Extracted data entries:
.....
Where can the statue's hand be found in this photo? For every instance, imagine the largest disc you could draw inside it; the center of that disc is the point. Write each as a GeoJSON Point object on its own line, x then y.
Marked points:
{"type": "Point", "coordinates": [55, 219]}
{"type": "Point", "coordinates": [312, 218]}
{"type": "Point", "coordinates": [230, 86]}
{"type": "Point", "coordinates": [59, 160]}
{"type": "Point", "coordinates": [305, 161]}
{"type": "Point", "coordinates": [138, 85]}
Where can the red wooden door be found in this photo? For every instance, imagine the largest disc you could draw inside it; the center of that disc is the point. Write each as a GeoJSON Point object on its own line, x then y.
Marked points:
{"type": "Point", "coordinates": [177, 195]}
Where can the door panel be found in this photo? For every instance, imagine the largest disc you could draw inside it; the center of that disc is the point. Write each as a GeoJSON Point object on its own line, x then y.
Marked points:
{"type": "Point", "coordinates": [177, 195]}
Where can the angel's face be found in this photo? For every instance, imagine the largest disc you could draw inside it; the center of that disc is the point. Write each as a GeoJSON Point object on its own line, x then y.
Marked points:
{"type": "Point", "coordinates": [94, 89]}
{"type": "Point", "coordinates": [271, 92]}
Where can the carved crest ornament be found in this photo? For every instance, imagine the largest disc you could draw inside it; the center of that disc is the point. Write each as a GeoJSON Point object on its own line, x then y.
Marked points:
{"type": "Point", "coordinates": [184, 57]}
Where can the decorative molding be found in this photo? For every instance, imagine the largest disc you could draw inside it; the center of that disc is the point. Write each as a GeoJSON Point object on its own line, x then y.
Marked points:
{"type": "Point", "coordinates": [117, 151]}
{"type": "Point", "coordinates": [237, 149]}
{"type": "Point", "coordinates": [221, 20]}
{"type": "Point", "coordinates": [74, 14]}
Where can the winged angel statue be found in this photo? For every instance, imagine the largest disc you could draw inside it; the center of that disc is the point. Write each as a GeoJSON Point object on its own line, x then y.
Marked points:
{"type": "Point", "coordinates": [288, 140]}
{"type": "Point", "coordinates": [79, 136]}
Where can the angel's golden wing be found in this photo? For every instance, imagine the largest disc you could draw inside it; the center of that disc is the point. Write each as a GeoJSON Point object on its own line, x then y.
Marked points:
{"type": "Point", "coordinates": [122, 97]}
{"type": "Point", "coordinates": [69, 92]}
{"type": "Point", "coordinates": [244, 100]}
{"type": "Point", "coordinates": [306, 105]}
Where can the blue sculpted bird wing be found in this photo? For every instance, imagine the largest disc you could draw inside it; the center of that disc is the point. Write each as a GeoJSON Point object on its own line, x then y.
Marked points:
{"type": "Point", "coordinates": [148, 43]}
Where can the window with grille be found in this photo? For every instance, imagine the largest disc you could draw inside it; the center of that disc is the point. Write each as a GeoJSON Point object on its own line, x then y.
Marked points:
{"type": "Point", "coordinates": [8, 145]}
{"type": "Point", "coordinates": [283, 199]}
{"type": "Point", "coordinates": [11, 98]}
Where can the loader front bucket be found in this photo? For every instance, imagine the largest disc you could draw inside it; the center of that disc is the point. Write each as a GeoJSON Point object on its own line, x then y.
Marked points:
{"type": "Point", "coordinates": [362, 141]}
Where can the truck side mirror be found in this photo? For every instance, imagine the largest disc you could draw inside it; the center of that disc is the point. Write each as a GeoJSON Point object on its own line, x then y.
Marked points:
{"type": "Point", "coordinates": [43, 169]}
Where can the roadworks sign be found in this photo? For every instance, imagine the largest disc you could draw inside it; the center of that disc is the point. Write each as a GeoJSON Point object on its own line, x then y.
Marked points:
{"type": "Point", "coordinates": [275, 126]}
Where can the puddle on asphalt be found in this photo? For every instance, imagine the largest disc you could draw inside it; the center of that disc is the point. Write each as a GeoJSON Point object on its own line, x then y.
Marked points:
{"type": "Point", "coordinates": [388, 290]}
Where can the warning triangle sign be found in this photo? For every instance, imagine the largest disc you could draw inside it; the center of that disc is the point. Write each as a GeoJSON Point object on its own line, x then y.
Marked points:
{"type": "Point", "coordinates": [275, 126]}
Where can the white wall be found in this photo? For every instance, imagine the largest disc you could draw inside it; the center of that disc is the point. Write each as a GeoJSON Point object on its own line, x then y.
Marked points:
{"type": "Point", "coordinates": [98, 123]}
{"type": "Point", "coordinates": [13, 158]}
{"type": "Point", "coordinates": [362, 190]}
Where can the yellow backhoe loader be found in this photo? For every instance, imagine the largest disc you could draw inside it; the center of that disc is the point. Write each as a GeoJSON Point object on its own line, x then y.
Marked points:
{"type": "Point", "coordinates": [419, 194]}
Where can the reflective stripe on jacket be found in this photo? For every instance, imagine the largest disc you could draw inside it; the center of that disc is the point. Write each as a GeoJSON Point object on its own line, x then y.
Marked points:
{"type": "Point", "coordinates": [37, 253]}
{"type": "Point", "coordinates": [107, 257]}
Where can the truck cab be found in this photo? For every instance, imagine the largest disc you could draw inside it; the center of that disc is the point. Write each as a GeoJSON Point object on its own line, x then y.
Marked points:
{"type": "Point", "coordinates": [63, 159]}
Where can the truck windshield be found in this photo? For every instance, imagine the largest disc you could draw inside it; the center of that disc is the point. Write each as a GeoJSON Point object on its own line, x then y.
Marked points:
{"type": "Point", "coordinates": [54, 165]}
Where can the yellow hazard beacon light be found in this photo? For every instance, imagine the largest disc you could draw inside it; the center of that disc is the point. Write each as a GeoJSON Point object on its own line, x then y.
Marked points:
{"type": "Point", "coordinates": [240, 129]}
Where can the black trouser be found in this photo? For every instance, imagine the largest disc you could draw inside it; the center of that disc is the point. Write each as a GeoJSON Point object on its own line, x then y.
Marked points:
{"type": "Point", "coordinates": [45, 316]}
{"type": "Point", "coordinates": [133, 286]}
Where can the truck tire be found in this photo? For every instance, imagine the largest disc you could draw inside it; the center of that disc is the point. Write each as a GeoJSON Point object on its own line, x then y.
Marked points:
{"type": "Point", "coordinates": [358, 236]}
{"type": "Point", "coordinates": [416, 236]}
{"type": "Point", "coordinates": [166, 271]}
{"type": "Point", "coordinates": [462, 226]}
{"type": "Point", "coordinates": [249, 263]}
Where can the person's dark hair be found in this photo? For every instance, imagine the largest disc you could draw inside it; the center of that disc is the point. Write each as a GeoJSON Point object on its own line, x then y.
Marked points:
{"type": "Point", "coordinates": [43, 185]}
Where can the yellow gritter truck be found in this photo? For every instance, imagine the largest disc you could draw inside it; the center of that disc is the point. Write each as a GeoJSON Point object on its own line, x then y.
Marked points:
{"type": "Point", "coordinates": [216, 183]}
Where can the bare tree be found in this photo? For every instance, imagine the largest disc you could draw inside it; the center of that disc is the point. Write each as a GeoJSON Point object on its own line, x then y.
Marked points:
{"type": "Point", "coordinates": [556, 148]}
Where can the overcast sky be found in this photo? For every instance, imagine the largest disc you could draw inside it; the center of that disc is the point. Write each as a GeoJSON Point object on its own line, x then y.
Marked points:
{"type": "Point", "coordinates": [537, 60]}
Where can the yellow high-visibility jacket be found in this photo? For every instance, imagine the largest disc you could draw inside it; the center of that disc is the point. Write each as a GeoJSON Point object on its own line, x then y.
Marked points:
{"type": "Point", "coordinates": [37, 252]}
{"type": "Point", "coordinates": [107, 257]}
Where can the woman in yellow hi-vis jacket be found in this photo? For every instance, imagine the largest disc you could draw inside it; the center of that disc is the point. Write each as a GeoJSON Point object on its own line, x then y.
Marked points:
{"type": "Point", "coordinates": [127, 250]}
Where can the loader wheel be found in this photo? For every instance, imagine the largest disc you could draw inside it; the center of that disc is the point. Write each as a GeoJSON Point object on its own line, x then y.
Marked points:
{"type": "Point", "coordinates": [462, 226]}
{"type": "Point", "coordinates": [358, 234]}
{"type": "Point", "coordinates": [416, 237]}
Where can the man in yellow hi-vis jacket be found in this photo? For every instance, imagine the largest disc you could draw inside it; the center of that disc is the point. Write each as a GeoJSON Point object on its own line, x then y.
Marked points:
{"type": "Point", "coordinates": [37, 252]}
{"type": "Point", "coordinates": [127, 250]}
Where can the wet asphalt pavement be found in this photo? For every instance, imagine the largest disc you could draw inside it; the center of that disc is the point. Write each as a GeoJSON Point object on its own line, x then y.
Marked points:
.....
• **What you should do**:
Your task is to output exactly the lines running from the one with "Where can the woman" through the final line of the material above, with both ends included.

• **Exercise output**:
Where can the woman in yellow hi-vis jacket be found in this photo? For every instance, imagine the largest disc you could draw inside it; the center of that disc is the point. Write each as a GeoJSON Point object on its own line, x then y.
Marked points:
{"type": "Point", "coordinates": [127, 250]}
Where can the loader wheel be found in this photo? For every instance, imagine the largest disc you could draw inside it; the center of that disc is the point. Write each as a GeoJSON Point object on its own line, x then y.
Marked points:
{"type": "Point", "coordinates": [462, 226]}
{"type": "Point", "coordinates": [358, 234]}
{"type": "Point", "coordinates": [416, 237]}
Where can the man in yellow hi-vis jacket be found in this photo? For every instance, imagine the largest disc you could draw inside it; the center of that disc is the point. Write each as a GeoJSON Point object on its own line, x then y.
Marked points:
{"type": "Point", "coordinates": [37, 252]}
{"type": "Point", "coordinates": [127, 250]}
Where can the wet asphalt pavement be found in this photo? For every instance, imagine the largest disc you could draw inside it; the center of that disc is the point. Write each as a GeoJSON Point object on its own line, x then y.
Marked points:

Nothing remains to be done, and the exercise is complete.